**PROBLEM TO SOLVE**:
Quote all of the data below exactly, please.

**DATASET CONTENT**:
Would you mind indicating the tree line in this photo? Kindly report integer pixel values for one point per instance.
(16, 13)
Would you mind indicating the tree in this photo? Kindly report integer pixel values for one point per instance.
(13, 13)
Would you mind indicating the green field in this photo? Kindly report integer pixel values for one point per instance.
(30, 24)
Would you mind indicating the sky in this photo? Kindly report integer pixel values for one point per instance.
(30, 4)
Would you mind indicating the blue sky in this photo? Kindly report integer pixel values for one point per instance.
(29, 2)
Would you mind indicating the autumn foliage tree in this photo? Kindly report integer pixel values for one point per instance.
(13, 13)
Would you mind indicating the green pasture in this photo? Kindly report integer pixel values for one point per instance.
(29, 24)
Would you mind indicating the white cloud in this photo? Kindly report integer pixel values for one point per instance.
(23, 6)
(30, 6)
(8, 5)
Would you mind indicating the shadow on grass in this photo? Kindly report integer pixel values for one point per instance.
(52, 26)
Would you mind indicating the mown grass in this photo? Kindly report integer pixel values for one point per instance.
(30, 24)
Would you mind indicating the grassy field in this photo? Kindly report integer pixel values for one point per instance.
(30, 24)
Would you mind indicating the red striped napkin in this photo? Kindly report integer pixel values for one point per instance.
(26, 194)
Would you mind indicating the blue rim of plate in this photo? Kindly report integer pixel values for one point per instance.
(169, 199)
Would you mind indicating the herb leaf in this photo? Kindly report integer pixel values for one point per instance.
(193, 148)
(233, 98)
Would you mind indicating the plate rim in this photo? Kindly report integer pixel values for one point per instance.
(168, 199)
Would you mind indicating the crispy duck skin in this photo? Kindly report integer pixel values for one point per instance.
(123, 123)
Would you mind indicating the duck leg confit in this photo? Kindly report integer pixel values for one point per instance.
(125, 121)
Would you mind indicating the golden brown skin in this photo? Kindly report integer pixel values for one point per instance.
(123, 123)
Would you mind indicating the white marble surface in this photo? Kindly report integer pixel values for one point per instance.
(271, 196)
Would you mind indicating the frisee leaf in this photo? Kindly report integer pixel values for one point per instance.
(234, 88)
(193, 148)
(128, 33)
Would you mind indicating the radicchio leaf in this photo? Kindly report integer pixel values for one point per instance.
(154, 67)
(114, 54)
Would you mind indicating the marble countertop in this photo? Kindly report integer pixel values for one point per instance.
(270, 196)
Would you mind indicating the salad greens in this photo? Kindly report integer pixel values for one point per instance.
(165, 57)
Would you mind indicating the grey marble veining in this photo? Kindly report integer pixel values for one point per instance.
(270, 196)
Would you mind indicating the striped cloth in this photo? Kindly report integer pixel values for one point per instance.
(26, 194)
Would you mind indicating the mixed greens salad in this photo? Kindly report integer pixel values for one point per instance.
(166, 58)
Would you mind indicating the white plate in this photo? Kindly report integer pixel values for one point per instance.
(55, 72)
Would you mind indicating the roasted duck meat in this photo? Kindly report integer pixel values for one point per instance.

**YOUR SOLUTION**:
Would you mind indicating the tree line in this photo? Kindly report integer pixel values for one point per instance.
(16, 13)
Would you mind indicating the tree in this photo? Kindly report integer pixel values for one point per instance.
(13, 13)
Would you mind indicating the green field in this photo? Kindly report integer pixel values for one point per instance.
(30, 24)
Would you mind indicating the sky in this photo? Kindly report integer pixel values for one point per instance.
(30, 4)
Would you mind indicating the blue sky in this photo? Kindly report integer pixel values for one point per instance.
(29, 2)
Would you mind indicating the autumn foliage tree in this photo? Kindly report integer pixel values for one point per instance.
(13, 13)
Would you mind indicating the green pasture in this photo? Kindly report integer pixel values for one point per instance.
(29, 24)
Would you mind indicating the white cloud in this photo? Kindly report integer pixel values for one point per instance.
(23, 6)
(30, 6)
(8, 5)
Would you mind indicating the shadow on grass in this photo? Kindly report integer pixel values for one point per instance.
(52, 26)
Would you mind indicating the mown grass in this photo? Kindly report integer pixel values for one point per instance.
(30, 24)
Would you mind indicating the grassy field in this photo? Kindly report integer pixel values for one point per instance.
(30, 24)
Would you mind indicating the red striped napkin in this photo? Kindly report integer pixel values for one point per instance.
(26, 194)
Would you mind indicating the blue rim of plate in this photo? Kindly report integer pixel values for one point per instance.
(169, 199)
Would you mind indicating the herb leaf in this photo? Kindly report integer pixel values for one point per instance.
(193, 148)
(233, 98)
Would you mind indicating the plate rim in this photo? Kindly report integer pixel values for one point per instance.
(168, 199)
Would you mind indicating the crispy duck skin in this photo? Kindly report integer pixel values for one point per instance.
(123, 123)
Would you mind indicating the duck leg confit in this photo? Kindly report integer pixel values for one point per instance.
(125, 121)
Would you mind indicating the golden brown skin in this photo? Kindly report integer pixel values for one point per instance.
(123, 123)
Would you mind indicating the white marble surface in this photo? Kindly report integer pixel values for one point per instance.
(271, 196)
Would you mind indicating the frisee leaf in this photo? Kindly report integer pixel values for one point per instance.
(234, 88)
(193, 148)
(128, 33)
Would you mind indicating the radicchio leaf in this photo? Kindly report integer pixel values for one point per instance.
(154, 67)
(114, 54)
Would you mind indicating the marble countertop in this photo? Kindly report integer pixel values for one point per instance.
(270, 196)
Would you mind indicating the salad greens in this photo? Kindly report integer pixel values for one point per instance.
(165, 57)
Would you mind indicating the grey marble veining in this photo? Kindly report integer pixel values for one point per instance.
(270, 196)
Would you mind indicating the striped cloth in this photo? Kindly report integer pixel values for one point per instance.
(26, 194)
Would you mind indicating the mixed greens salad in this photo? Kindly report integer pixel values for one point per instance.
(166, 58)
Would you mind indicating the white plate in this photo? Kindly report integer pixel values for one point per instance.
(55, 72)
Would you mind indicating the roasted duck meat in this photo? Kindly report integer pixel values for one point per instance.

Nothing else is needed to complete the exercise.